● Selected text
# Flight of dragons



## sonofstan (Jun 7, 2006)

When i was a kid i loved this feature length cartoon called Flight of dragons.
Somehow my cousin tracked it down for my last birthday(only on vhs she couldn't get a dvd) and i still love it. It is full of really cool charachters and the bad guy(voiced by James earl jones i think) still puts the fear in me.
I was just wondering if anyone else out there had seen this movie and if so what they thought of it?


----------



## Nesacat (Jun 7, 2006)

This has got to be one of my all time favourite movies. Amazon has it on VHS but believe it or not e-Bay has it on DVD. I was given one for Christmas last year and it's great. Clear visual, great audio. Saw it for the first time when I was in grade school and bought it on VHS when I was in High School. Have not found many people who've even heard of it let alone seen it. I think I know all of three people now including you. 

Yes James Earl Jones did the Red Wizard Omadan. The dragons were awesome. I really loved the idea that magic was essential to the world; that it inspired all the wonders of science and therefore had to exist even if in a separate realm.


----------



## j d worthington (Jun 7, 2006)

Okay, now you folks are getting me curious -- how come I've never heard of this thing before? (See, that's what I like about this place; now my only problem is figuring out how to cram all of this into the remains of one lifetime!)


----------



## Winters_Sorrow (Jun 7, 2006)

You got me interested as well.

Here's some blurb on the film 
http://www.badmovieplanet.com/unknownmovies/reviews/rev302.html


----------



## Nesacat (Jun 7, 2006)

j. d. worthington said:
			
		

> Okay, now you folks are getting me curious -- how come I've never heard of this thing before? (See, that's what I like about this place; now my only problem is figuring out how to cram all of this into the remains of one lifetime!)

● Provided information
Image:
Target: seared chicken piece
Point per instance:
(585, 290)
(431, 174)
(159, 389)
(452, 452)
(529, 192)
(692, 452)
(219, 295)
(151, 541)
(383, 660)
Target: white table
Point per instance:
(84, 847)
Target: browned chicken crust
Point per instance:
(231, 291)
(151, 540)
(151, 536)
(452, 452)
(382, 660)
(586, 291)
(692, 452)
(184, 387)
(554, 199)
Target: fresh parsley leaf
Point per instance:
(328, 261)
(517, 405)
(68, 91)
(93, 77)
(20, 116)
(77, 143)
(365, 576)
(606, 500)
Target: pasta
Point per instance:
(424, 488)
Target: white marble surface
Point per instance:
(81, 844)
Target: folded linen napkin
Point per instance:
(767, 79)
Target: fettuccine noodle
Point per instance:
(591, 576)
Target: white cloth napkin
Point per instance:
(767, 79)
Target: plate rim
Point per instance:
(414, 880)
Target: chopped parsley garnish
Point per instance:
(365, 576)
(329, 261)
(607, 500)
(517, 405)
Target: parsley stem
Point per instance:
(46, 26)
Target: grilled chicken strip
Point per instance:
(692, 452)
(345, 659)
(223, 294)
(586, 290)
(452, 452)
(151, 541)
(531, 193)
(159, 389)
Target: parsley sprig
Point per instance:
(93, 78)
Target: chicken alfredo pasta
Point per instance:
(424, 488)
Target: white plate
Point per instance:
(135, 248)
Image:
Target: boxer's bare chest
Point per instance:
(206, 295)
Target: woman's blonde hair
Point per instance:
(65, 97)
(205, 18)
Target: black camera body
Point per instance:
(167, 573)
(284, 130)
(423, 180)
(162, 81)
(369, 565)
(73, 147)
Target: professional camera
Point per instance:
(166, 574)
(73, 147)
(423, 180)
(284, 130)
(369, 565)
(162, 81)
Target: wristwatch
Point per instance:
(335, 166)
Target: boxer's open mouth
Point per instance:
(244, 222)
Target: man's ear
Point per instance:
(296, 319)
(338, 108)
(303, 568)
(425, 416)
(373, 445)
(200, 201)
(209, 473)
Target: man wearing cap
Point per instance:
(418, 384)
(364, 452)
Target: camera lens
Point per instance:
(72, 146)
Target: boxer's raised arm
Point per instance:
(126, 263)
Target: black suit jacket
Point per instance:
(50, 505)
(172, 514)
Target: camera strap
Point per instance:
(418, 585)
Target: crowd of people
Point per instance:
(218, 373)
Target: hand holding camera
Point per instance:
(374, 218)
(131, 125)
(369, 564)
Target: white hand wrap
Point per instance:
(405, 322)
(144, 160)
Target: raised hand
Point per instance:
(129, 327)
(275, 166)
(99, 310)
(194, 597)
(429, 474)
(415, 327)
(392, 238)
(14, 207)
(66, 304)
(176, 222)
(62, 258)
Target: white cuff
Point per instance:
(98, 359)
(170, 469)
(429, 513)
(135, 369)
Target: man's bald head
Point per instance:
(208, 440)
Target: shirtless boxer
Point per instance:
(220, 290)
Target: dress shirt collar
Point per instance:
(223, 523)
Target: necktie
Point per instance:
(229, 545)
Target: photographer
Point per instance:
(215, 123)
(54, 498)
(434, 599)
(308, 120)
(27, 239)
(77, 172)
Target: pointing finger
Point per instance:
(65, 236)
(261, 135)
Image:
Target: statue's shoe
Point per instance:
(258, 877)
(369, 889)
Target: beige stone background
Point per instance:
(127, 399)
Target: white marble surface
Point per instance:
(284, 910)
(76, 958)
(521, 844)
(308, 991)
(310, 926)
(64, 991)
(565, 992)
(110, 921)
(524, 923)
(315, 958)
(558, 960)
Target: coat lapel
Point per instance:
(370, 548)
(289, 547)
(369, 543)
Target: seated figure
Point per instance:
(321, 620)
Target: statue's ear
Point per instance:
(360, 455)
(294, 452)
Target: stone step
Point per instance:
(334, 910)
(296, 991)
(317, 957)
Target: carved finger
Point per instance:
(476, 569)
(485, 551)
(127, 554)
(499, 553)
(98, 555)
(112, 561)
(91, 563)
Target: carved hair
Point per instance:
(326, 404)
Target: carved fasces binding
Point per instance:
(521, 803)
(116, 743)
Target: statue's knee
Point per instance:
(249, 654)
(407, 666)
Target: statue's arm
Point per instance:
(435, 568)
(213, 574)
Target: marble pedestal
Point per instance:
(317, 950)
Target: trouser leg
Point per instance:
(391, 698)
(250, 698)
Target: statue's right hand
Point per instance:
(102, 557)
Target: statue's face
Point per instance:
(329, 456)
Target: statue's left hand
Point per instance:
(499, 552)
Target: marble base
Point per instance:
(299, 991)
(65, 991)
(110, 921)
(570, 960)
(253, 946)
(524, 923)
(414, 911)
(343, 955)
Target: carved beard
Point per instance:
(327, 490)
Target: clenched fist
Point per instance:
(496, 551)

● Objective
Can you carry the Flight of Dragons thread forward from its last line and write the next part? The listing has no connection to the Flight of Dragons thread.

● The response
You have to get it if you can j.d. It's wonderful. Four wizards and dragons in a time when science is just coming into force. The story shifts between the present (age of science) and the time of the wizards. It's basically an attempt by the wizards to create a realm where all that is magical might be safe to live and feed the inspiration and dreams of mankind. The Red Wizard of course is on the side of pure Science because he sees its potential for destruction. 

Each wizard has his own dragon. There's Carolinus the green wizard of nature with Gorbash. Solarius the blue wizard of the skies and oceans with Bluenarion, Lo Tae Shao the golden wizard of contemplation with Chin Tzu and finally the Ommadon the red wizard with Bryaugh.

Movie has a lovely song as soundtrack as well. Shall just stop telling everything right now.


----------



## sonofstan (Jun 7, 2006)

Nesacat said:
			
		

> This has got to be one of my all time favourite movies. Amazon has it on VHS but believe it or not e-Bay has it on DVD. I was given one for Christmas last year and it's great. Clear visual, great audio. Saw it for the first time when I was in grade school and bought it on VHS when I was in High School. Have not found many people who've even heard of it let alone seen it. I think I know all of three people now including you.


 
Well appart from my cousin, who watched it with me i never knew anyone who had even heard of this film either. I will definately have to get a copy on DVD as the video(from Amazon i think) is not the best quality. It's good to know i'm not the only fan of this movie out there


----------



## the_faery_queen (Jun 7, 2006)

it's great. one of my all time favs. there is a book, ut the book is more about the nature of dragons, than actually what happened in the toon. they show it on the cartoon network a fair bit. ior they did.


----------



## BookStop (Jun 7, 2006)

It's loosely based on the book, the Dragon and the George by Gordon Dickson.  

Back in the eighties, when Return of the Jedi came out on VHS, my husband bought it, and although the slipcase and title stickers all say Return of the Jedi, it is actually Flight of Dragons.  A few years later, I was working in a video store and assigned the task of cleaning out the backroom when I came across the Flight of Dragons case with no movie.  Now I have it in one, neat little bundle.  I thought I was just about the only person in the world to own this movie.  It's great!  My kids love it, and their friends are always completely charmed by it when they get the chance to see it with us.

Wasn't the animation done by the same guy who did the Hobbit and Lord of the Rings cartoons?  I believe John Ritter voices the lead.


----------



## Nesacat (Jun 8, 2006)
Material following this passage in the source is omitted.